PROBLEM SET |
1 - Translate this sentence from the agreement excerpt below into French: "In no event shall Premiere be obligated to pay the Shareholders pursuant to this Article 9 for any shares not issued as Merger Consideration pursuant to Section 1.2 of this Agreement."
2 - Write out word for word the passage of the agreement excerpt below from "9.3. LIMITATIONS" up to and including "Stock, or (iii)".

9.2. FAIR MARKET VALUE; ADJUSTED FAIR MARKET VALUE.
(a) For purposes of this Article 9, the fair market value of a share
of Premiere Class A Stock as of any date of determination (the "Valuation Date")
shall be equal to (i) the average of the last reported sale price of Premiere
Class A Stock as shown on NASDAQ National Market System for the 10 trading days
next preceding the Valuation Date, or (ii) if Premiere Series A Stock is not
then listed on NASDAQ National Market System, the average of the closing bid and
asked quotations on the NASDAQ Automated Quotation System for the 10 trading
days next preceding the Valuation Date, or (iii) if the Premiere Series A Stock
is not then listed on the NASDAQ Automated Quotation System or the NASDAQ
National Market System, such average of the bid and asked quotations or closing
price on the system or exchange on which the Premiere Series A Stock is then
listed for the 10 trading days next preceding the Valuation Date.
Notwithstanding the foregoing, if the fair market as determined in this Section
9.2 shall be less than $7.00 per share, the fair market value for purposes of
this Article shall be $7.00 per share.
(b) For purposes of this Article 9, "Adjusted Fair Market Value" of
any share of Premiere Class A Stock means, during any calendar month, the excess
over $4.00 of the following: (i) the last reported sale price of Premiere Class
A Stock as shown on the NASDAQ National Market System on or before the final
trading day in the calendar month immediately preceding such calendar month, or
(ii) if Premiere Series A Stock is not then listed on NASDAQ National Market
System, the average of the last closing bid and last asked quotation on the
NASDAQ Automated Quotation System on or before the final trading day in the
calendar month immediately preceding such calendar month, or (iii) if the
Premiere Series A Stock is not then listed on the NASDAQ Automated Quotation
System or the NASDAQ National Market System, such average of the last bid and
last asked quotations or last closing price on the system or exchange on which
the Premiere Series A Stock is then listed on or before the final trading day in
the calendar month immediately preceding such calendar month.
9.3. LIMITATIONS
22
(a) Premiere shall not be required to pay any amounts pursuant to
this Article 9 with respect to any Premiere Class A Stock sold by any
Shareholder prior to the date amounts would be required to be paid under this
Article 9, including, without limitation, pursuant to the Registration Rights
Agreement EXCEPT any Premiere Class A Stock sold by any Shareholder to an
assignee permitted under Section 11.5(b)(ii).
(b) In no event shall Premiere be obligated to pay the Shareholders
pursuant to this Article 9 for any shares not issued as Merger Consideration
pursuant to Section 1.2 of this Agreement.
(c) In the event (i) the Premiere Class A Stock shall be changed into
or exchanged for other securities of Premiere, (ii) additional securities of
Premiere shall be issued in respect of the Premiere Class A Stock, or (iii)

PROVIDED RECORDS |
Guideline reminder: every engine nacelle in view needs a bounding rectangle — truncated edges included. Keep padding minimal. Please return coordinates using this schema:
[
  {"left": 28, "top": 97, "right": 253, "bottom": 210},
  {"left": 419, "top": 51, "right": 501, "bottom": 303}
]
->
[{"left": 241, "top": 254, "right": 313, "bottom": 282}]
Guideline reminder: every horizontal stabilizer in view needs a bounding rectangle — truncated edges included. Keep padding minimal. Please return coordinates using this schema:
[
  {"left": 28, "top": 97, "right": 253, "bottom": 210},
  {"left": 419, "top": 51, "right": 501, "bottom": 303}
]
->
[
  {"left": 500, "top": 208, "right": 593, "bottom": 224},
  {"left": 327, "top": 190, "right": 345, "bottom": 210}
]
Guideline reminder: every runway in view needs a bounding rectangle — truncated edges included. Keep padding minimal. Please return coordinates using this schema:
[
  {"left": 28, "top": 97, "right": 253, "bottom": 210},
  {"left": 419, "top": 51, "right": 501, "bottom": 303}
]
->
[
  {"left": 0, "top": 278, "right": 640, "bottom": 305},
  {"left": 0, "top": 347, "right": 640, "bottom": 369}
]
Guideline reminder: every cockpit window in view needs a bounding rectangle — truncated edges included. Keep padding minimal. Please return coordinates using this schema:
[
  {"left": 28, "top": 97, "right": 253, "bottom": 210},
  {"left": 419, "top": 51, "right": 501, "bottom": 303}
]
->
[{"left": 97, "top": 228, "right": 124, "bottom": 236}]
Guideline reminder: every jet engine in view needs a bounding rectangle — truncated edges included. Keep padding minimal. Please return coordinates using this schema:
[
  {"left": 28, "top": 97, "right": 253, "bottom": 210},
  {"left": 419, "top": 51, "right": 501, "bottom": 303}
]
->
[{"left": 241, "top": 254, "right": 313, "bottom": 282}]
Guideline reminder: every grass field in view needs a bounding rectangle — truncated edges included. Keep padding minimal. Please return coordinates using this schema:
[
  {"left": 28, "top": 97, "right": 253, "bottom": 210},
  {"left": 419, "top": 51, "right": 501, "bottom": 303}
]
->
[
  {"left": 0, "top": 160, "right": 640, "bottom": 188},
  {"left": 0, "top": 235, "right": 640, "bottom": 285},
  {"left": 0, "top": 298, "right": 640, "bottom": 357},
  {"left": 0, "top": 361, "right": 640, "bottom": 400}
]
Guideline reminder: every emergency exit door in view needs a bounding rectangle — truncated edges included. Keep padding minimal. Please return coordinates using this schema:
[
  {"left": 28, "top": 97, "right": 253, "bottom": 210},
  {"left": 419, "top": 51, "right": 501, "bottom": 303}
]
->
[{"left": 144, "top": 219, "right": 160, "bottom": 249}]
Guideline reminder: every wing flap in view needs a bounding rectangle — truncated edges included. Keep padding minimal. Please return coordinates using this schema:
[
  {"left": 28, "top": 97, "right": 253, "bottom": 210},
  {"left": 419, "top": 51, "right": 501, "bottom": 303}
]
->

CORRECT ANSWERS |
1 - En aucun cas Premiere ne sera tenue de verser aux Actionnaires, en vertu du présent Article 9, un quelconque montant au titre d'actions qui n'ont pas été émises en tant que Contrepartie de la Fusion conformément à la Section 1.2 du présent Contrat.

2 -
9.3. LIMITATIONS
22
(a) Premiere shall not be required to pay any amounts pursuant to
this Article 9 with respect to any Premiere Class A Stock sold by any
Shareholder prior to the date amounts would be required to be paid under this
Article 9, including, without limitation, pursuant to the Registration Rights
Agreement EXCEPT any Premiere Class A Stock sold by any Shareholder to an
assignee permitted under Section 11.5(b)(ii).
(b) In no event shall Premiere be obligated to pay the Shareholders
pursuant to this Article 9 for any shares not issued as Merger Consideration
pursuant to Section 1.2 of this Agreement.
(c) In the event (i) the Premiere Class A Stock shall be changed into
or exchanged for other securities of Premiere, (ii) additional securities of
Premiere shall be issued in respect of the Premiere Class A Stock, or (iii)